• _PROMPT_
Turn the listing below into a two-column CSV with the header columns "prompt" and "points" and one row per entry: the first field holds its text and the second its answer. Put each field in double quotes and replace any line breaks inside a field with spaces.

--- SOURCE DATA ---

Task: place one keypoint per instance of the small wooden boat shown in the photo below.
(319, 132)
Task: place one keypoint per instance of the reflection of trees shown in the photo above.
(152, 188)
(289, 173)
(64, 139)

---

• _COMPLETE ANSWER_
prompt,points
"Task: place one keypoint per instance of the small wooden boat shown in the photo below.","(319, 132)"
"Task: place one keypoint per instance of the reflection of trees shown in the photo above.","(152, 188) (289, 173) (64, 139)"